#### GOALS:
1 > Name every real person in the essay on death and power other than the two presidential candidates, Biden and Trump.
2 > According to the essay on death and power, what did Elton John once ask an assistant to do?
3 > Resume the essay on death and power after its final sentence, keeping its argument and tone.

#### SELECTED TEXT:
***
Until a couple of weeks ago, the American electorate faced a choice between a presidential candidate probably suffering from early dementia and one afflicted by advanced narcissism. Should the finger hovering over the nuclear button belong to a senile Commander-in-Chief or a megalomaniac one?
Both men have been touched by death, but both have been in denial about it. Old age is death’s way of creeping up on you discreetly, diplomatically, getting to know you bit by bit rather than confronting you eyeball to eyeball, but Joe Biden refused to acknowledge this fact. He seemed not to recognise that breaking into a pathetic little trot every time he spotted a camera isn’t the same as being fit for office. Instead, we were treated to the indecent spectacle of an elderly man clinging to power with his fingernails until his colleagues intimated that they would break his fingers if he refused to let go. At least Shakespeare’s Lear knew when to call it a day. Like money, power is a substitute for mortality. It insulates you against incapacity, which is why Elton John once asked an assistant to stop the wind from blowing.
Trump has also had his encounter with death, which may still break upon him like a divine epiphany and pierce him to his core. As they say in Ireland, however, one wouldn’t bet the farm on it. The bleeding from his ear wasn’t staged, though as Agatha Christie was aware, to nick yourself in the ear lobe is the best way of feigning an attack, since you bleed profusely but from a part of the body that doesn’t have much of a function. As far as bringing Trump any spiritual insight, however, the incident might as well have been faked. The former President shows all the hubris of a man who is a stranger to death, and who is therefore deeply dangerous. Only by being mindful of one’s own mortality can one feel solidarity with the frailty of those around you, and thus protect them from the aggression of others and oneself.
If this isn’t quite the way Trump thinks, it is partly because sickness and death are even more un-American than Marxism. They mark the limits of human existence in a nation for which the will is boundless. “I can be anything I want” is the kind of mindless cant one hears rather more of in California than in Cambodia. Peter Thiel, another American coffin-dodger, has compared what he calls “the ideology of the inevitability of the death of every individual” to “confiscatory taxes” and “totalitarian collectives”, suggesting that death is as much an affront to individual freedom as a Stalinist state. It’s the metaphysical equivalent of a wealth tax or public ownership.
Likewise, Madonna said recently that she doesn’t think about her age. She may be in for a nasty surprise in 20 or so years’ time. Capital is accumulated for a whole range of reasons, but one of them is as a defence against the absolute loss which death signifies. Because there is no end to amassing the stuff, it is a secular version of eternity. Freedom is infinite and indomitable, whereas death shows us up as fragile and finite. Trying to cheat it may soon become as familiar among the superrich as trying to cheat the tax collector.
***
#### DATASET EXTRACT:
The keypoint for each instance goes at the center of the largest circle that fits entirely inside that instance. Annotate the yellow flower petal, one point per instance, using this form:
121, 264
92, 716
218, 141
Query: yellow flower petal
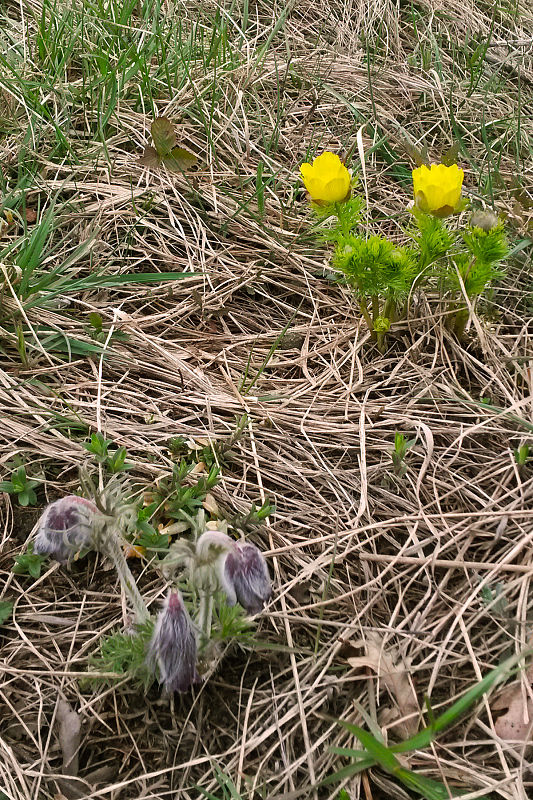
***
#### RESULTS IN ORDER:
1 > Shakespeare, Elton John, Agatha Christie, Peter Thiel, Madonna

2 > Stop the wind from blowing.

3 >
One Silicon Valley mogul has spent a colossal slice of his $125 billion fortune on various technological stratagems for defeating death. It’s a logical enough project, given that death threatens to strike meaningless a lifetime of piling up wealth. The wealthy are like unlucky gamblers who stack up a fabulous fortune and then lose it in a split second. The members of Joe Biden’s church wear ashes on their forehead on Ash Wednesday as a sardonic comment on those who unconsciously believe that they are immortal, and who thus pose a Trump-like threat to the rest of us. “Ignorance of death is destroying us,” complains a character in Saul Bellow’s novel Humbolt’s Gift. Those in hell are those who are unable to die.
From Oedipus to Lear, tragedy is the art form in which those who overreach themselves have to be broken in order to experience their mortal limits. Only by confronting the nothingness of death and destitution, in however symbolic a form, can they turn from fantasies of omnipotence to the constraints of reality, which includes their fleshly bonds with others. If there is a guardedly affirmative quality about the tragic, it’s because being broken can lead to a rebirth and remaking, though without any guarantees up one’s sleeve.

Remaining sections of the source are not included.